What you need to do:
Return, from the listing below, each line where the word "reflection" appears.

Records for the task:

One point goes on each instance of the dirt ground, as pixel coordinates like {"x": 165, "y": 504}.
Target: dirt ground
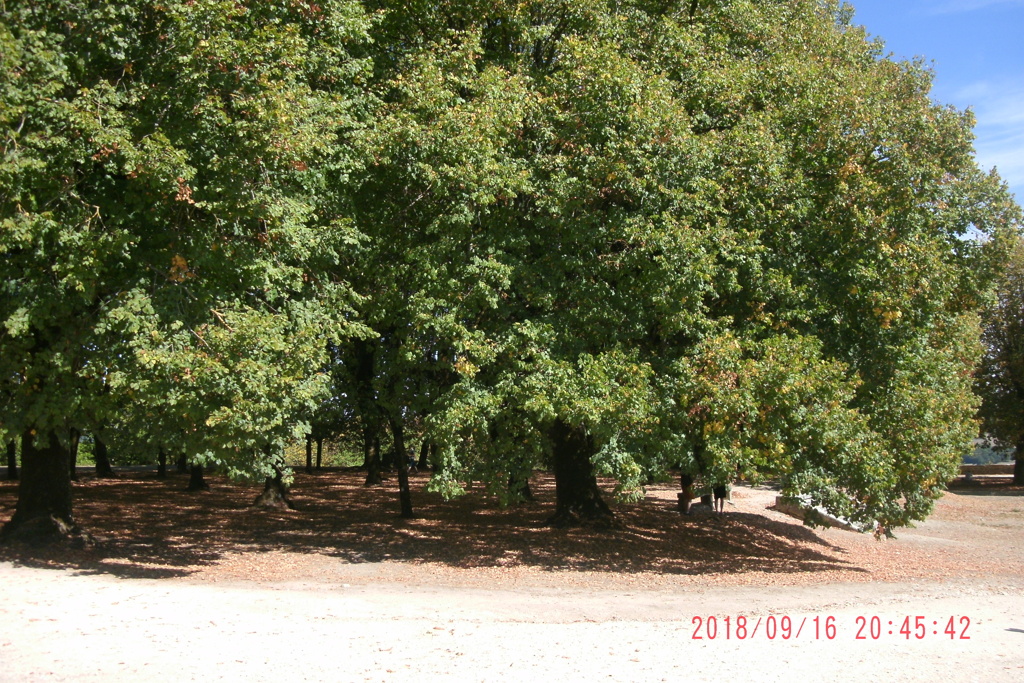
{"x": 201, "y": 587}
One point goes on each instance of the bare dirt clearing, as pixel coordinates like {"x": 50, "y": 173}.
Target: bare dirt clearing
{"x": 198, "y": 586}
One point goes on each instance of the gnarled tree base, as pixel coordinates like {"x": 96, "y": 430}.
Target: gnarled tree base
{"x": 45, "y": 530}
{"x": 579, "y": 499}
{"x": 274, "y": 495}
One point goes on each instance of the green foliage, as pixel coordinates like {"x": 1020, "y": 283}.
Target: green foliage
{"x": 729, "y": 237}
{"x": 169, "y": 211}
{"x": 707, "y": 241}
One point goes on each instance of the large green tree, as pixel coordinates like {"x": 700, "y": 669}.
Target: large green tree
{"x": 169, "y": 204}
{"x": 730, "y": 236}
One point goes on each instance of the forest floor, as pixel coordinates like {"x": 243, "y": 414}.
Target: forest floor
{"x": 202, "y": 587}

---

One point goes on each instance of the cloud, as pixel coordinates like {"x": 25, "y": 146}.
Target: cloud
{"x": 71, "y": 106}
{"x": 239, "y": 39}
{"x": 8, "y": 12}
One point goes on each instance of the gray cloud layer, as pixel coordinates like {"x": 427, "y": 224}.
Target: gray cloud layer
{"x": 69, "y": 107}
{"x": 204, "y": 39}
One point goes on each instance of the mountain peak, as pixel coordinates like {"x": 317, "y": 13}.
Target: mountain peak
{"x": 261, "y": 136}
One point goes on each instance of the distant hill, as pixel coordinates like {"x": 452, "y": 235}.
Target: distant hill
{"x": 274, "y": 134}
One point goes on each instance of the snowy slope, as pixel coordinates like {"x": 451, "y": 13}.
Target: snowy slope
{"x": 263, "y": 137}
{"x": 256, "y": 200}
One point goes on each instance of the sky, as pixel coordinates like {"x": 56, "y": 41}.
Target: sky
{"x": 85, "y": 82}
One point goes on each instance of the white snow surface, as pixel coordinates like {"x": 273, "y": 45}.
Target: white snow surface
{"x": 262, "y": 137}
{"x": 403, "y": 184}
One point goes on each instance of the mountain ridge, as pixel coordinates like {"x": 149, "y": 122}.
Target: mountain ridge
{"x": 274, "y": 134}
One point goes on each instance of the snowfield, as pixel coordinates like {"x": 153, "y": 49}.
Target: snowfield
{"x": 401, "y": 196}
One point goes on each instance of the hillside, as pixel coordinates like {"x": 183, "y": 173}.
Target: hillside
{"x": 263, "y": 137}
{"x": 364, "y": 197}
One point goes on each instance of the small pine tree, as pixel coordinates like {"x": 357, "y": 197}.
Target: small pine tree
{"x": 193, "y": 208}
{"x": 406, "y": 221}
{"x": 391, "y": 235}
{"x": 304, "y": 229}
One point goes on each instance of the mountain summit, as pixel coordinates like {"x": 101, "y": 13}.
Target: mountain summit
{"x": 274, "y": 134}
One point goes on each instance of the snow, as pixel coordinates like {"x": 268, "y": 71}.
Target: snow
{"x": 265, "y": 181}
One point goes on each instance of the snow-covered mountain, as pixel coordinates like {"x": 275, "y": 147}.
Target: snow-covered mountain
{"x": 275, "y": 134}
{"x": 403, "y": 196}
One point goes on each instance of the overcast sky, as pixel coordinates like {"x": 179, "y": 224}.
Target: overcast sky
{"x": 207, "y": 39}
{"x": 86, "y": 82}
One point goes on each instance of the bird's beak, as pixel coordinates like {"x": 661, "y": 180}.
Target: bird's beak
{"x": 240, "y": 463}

---

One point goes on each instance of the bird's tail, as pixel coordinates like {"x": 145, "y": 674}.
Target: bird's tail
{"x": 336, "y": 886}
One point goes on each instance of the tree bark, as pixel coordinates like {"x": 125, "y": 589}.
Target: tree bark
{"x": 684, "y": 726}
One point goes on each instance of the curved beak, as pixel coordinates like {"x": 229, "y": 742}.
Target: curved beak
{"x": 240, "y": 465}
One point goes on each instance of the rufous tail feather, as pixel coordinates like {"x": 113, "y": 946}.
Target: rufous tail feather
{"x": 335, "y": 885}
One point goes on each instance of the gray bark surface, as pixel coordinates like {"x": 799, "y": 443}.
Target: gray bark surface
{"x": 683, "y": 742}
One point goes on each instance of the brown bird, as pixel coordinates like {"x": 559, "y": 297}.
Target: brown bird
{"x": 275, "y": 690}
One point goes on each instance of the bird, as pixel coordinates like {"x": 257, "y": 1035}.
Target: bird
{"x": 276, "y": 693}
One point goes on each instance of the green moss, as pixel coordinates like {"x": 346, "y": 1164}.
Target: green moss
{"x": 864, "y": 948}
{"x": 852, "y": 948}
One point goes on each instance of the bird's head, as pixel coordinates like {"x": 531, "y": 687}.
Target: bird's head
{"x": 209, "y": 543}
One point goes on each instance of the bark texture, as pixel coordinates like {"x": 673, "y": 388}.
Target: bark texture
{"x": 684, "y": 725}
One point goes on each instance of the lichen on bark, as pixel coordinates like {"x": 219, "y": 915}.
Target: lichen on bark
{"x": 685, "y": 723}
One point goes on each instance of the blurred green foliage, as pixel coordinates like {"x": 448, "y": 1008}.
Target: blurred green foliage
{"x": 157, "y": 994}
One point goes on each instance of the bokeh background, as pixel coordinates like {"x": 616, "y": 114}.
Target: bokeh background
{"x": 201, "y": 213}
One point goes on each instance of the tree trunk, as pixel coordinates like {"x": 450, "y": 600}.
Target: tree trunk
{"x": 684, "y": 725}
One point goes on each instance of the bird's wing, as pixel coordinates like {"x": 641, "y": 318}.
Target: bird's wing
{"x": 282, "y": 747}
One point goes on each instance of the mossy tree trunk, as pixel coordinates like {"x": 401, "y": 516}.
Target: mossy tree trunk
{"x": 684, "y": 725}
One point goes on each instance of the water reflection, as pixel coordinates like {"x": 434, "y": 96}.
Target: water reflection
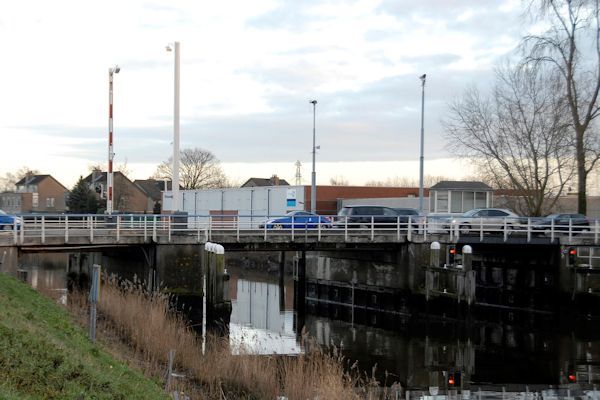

Problem solution:
One point goes on each instance of the water reflection, as pixel coordinates like {"x": 434, "y": 96}.
Target: water reflection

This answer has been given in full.